INSTRUCTIONS FOR THE TASK. Reproduce the lines from the start of the items up to and including the line containing "90L160 92L125 88ZM176". Leave the pictures out of your answer.

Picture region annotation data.
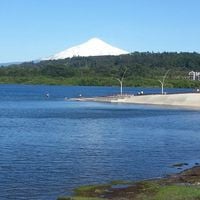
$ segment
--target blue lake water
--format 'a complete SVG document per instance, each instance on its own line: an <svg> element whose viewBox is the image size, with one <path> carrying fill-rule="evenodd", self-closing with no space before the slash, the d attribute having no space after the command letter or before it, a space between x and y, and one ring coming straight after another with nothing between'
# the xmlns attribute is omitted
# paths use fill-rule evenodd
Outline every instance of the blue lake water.
<svg viewBox="0 0 200 200"><path fill-rule="evenodd" d="M140 90L160 92L125 88ZM176 91L189 90L167 90ZM54 200L79 185L161 177L178 171L173 163L200 162L198 110L64 101L118 92L0 85L0 199Z"/></svg>

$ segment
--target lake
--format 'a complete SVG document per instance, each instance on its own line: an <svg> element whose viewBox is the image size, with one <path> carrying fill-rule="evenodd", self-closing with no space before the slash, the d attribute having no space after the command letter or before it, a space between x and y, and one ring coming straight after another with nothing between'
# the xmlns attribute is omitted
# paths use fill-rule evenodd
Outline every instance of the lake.
<svg viewBox="0 0 200 200"><path fill-rule="evenodd" d="M200 162L198 110L64 100L118 92L0 85L0 199L54 200L80 185L161 177L178 171L174 163Z"/></svg>

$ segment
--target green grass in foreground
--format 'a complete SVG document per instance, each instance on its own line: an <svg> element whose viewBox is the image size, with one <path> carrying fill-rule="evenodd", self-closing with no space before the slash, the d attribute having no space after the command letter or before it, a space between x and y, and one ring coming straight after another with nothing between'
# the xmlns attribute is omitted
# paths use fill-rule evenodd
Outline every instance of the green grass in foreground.
<svg viewBox="0 0 200 200"><path fill-rule="evenodd" d="M200 200L200 188L196 186L165 186L153 197L154 200Z"/></svg>
<svg viewBox="0 0 200 200"><path fill-rule="evenodd" d="M130 193L124 193L119 199L124 200L200 200L199 186L184 186L184 185L160 185L153 181L139 182L140 189L133 189L135 194L133 197ZM106 190L109 190L111 185L90 185L82 186L75 191L74 197L59 197L57 200L105 200L100 198ZM129 191L130 192L130 191ZM114 196L111 199L118 199Z"/></svg>

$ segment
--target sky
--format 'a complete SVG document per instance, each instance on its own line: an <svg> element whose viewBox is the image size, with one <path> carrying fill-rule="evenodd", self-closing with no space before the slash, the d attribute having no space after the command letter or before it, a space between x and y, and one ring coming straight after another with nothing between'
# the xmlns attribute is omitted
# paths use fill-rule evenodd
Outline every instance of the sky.
<svg viewBox="0 0 200 200"><path fill-rule="evenodd" d="M129 52L200 52L200 0L0 0L0 63L98 37Z"/></svg>

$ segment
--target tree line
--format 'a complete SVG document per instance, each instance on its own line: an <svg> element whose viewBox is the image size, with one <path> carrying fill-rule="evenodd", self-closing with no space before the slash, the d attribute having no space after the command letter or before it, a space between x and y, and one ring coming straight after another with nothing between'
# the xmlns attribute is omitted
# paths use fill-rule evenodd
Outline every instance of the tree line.
<svg viewBox="0 0 200 200"><path fill-rule="evenodd" d="M73 57L61 60L24 62L0 67L1 83L118 85L127 69L124 85L159 86L167 75L168 87L199 87L187 79L189 71L200 71L200 54L177 52L134 52L120 56Z"/></svg>

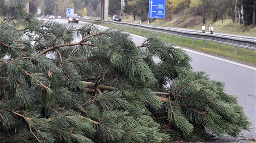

SOLVED EXERCISE.
$ segment
--target blue lake water
--format 'a complete SVG document per instance, each instance on its own line: an <svg> element whose viewBox is the image size, with one <path> carrying fill-rule="evenodd", self-closing with no space before the slash, the d attribute having no space after the command letter or before it, a space between x and y, and one ring coming straight after another with nothing between'
# the xmlns attribute is omitted
# paths use fill-rule evenodd
Outline every instance of the blue lake water.
<svg viewBox="0 0 200 200"><path fill-rule="evenodd" d="M140 90L160 92L125 88ZM176 91L189 90L167 90ZM54 200L79 185L161 177L178 171L173 163L200 162L198 110L64 101L118 92L0 85L0 199Z"/></svg>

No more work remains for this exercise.